### [Goal of the exercise]
Give back the line containing "Shelf-audit ticket. Put a marker on every instance of the tree" along with every line after it, exactly, until the entries end.

### [Exercise data]
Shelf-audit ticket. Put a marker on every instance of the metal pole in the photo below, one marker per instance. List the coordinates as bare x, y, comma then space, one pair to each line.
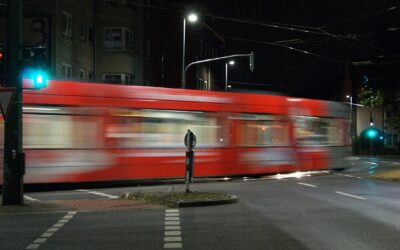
14, 165
183, 54
226, 76
351, 120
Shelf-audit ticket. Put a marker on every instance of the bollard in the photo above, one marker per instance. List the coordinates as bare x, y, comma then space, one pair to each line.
190, 143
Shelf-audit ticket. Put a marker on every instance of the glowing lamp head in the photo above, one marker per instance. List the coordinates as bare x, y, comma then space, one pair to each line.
192, 18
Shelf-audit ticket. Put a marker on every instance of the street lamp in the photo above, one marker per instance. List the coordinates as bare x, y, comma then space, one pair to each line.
192, 18
231, 62
351, 117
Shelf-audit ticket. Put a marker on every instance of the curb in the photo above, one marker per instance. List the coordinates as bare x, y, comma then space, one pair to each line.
200, 203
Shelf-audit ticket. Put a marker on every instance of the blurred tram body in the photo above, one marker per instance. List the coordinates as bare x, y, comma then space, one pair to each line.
80, 132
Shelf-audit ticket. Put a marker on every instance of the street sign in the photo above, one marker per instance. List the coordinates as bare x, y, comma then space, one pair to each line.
6, 97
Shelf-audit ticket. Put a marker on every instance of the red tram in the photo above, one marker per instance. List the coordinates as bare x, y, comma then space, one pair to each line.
79, 132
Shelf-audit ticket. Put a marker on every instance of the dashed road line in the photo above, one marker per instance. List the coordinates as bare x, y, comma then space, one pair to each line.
390, 162
30, 198
172, 230
50, 232
98, 193
306, 184
350, 195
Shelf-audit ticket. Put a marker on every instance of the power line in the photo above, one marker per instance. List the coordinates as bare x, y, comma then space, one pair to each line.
361, 17
287, 47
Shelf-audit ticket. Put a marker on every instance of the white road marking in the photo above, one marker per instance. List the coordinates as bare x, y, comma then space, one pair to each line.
390, 162
50, 232
350, 195
33, 246
172, 223
173, 239
171, 218
30, 198
46, 235
172, 229
173, 245
172, 233
98, 193
306, 184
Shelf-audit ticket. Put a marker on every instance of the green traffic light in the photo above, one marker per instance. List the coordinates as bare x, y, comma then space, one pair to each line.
39, 80
372, 133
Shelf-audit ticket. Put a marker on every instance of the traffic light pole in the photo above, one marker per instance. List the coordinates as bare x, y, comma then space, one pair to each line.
14, 160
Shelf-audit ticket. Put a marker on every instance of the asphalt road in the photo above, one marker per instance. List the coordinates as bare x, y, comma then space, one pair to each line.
339, 210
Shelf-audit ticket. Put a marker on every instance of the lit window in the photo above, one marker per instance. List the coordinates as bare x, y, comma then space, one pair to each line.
66, 70
82, 74
82, 31
66, 24
90, 33
118, 39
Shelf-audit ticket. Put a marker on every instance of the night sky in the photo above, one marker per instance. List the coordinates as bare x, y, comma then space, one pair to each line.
362, 26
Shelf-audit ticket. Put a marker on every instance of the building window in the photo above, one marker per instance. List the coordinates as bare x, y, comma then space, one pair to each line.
118, 39
82, 31
90, 33
148, 49
66, 70
66, 24
82, 74
118, 78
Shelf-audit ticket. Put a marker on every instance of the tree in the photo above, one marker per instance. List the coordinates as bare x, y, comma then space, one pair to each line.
392, 113
370, 97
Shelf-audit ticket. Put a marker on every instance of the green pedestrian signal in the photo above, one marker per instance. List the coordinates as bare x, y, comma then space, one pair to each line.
39, 79
371, 133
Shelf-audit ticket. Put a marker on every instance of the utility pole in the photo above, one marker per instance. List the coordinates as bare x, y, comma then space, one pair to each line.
14, 159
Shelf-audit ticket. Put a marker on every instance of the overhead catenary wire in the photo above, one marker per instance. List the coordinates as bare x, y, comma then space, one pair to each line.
392, 8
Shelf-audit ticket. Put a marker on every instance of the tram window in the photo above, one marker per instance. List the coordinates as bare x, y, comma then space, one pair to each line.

### [Exercise response]
Shelf-audit ticket. Put a marker on every instance of the tree in the photo above, one marker per instance. List the coordinates as bare x, y, comma then space, one pair to each line.
392, 113
370, 97
Shelf-audit ticket. Put a marker on every instance of the green pedestrian signal in the photo above, one marker per instance. List the coordinates as bare x, y, comma then space, one pair to each line.
39, 79
371, 133
Shelf-audit ticket. Put a marker on every instance of the utility pole in the photo above, one marker per instance. List the coordinates as bare x, y, comma then space, one pair to each line.
14, 159
Shelf-audit ticket. Put a marker on every instance of the overhead catenary wire in the photo above, one marker per instance. List the coordinates as bare x, y, comma then space, one pair to each line.
392, 8
Shelf-audit ticket. Put a marker on every instance of the tram window in the photo above, one marker per instance. List the coordinates as bare x, y, comma then space, one pair to each line.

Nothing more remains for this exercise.